- _REQUIREMENT 1_
List every rocket or rocket engine named in the passage about Stennis Space Center.
- _REQUIREMENT 2_
In the passage about Stennis Space Center, substitute "observe" for "monitor" and write out the text starting with "In the 1960s, NASA’s" and going on through "and disaster situations.".

In the 1960s, NASA’s John C. Stennis Space Center, all but hidden away in the piney woods of south Mississippi, built a reputation of excellence in testing the massive first and second stages of the Saturn rocket for the nation’s Apollo Program.

Mike McKinion (left) and Luke Scianna, both Jacobs Technology Facility Operating Services Contract Group employees at Stennis, monitor the facility and surrounding area on the Real-time Emergency Action Coordination Tool (REACT). The system was developed by a Mississippi company, in partnership with NASA, to facilitate coordinated response during emergency and disaster situations.

Beginning in 1975, the center firmly positioned itself as the nation’s premier rocket engine test facility with its testing of the highly sophisticated space shuttle main engine. With the end of the Space Shuttle Program, Stennis now is focused on maintaining and extending its record of engine testing excellence. The facility is partnering with commercial companies in their spaceflight projects, as well as providing testing for the next-generation J-2X rocket engine that will power humans beyond low-Earth orbit into deep space once more.

- _RECORD EXTRACTS_
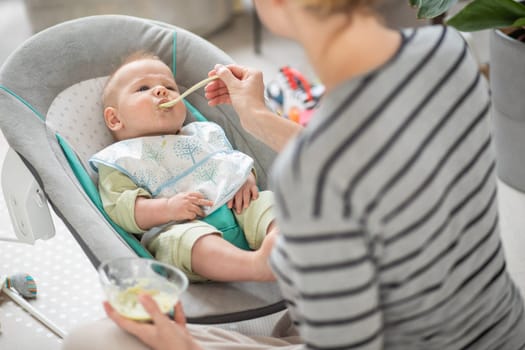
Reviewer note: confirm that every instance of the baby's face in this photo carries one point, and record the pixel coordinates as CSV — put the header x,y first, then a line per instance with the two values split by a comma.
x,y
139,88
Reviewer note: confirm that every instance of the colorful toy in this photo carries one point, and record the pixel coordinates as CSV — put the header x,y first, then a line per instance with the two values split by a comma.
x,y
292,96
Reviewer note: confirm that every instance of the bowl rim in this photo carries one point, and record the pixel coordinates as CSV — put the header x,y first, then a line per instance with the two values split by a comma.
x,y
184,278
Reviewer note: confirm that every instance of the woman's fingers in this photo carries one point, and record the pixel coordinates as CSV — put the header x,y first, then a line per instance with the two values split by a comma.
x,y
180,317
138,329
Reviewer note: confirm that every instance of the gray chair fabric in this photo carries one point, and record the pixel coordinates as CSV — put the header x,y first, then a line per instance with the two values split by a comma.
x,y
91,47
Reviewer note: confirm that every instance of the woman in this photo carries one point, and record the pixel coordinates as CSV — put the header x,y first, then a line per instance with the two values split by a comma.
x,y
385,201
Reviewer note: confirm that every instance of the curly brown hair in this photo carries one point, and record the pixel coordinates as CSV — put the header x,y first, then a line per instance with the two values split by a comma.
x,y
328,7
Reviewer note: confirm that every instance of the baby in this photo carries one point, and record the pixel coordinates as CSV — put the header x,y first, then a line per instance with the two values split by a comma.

- _EXERCISE SOLUTION 1_
Saturn rocket
space shuttle main engine
J-2X rocket engine

- _EXERCISE SOLUTION 2_
In the 1960s, NASA’s John C. Stennis Space Center, all but hidden away in the piney woods of south Mississippi, built a reputation of excellence in testing the massive first and second stages of the Saturn rocket for the nation’s Apollo Program.

Mike McKinion (left) and Luke Scianna, both Jacobs Technology Facility Operating Services Contract Group employees at Stennis, observe the facility and surrounding area on the Real-time Emergency Action Coordination Tool (REACT). The system was developed by a Mississippi company, in partnership with NASA, to facilitate coordinated response during emergency and disaster situations.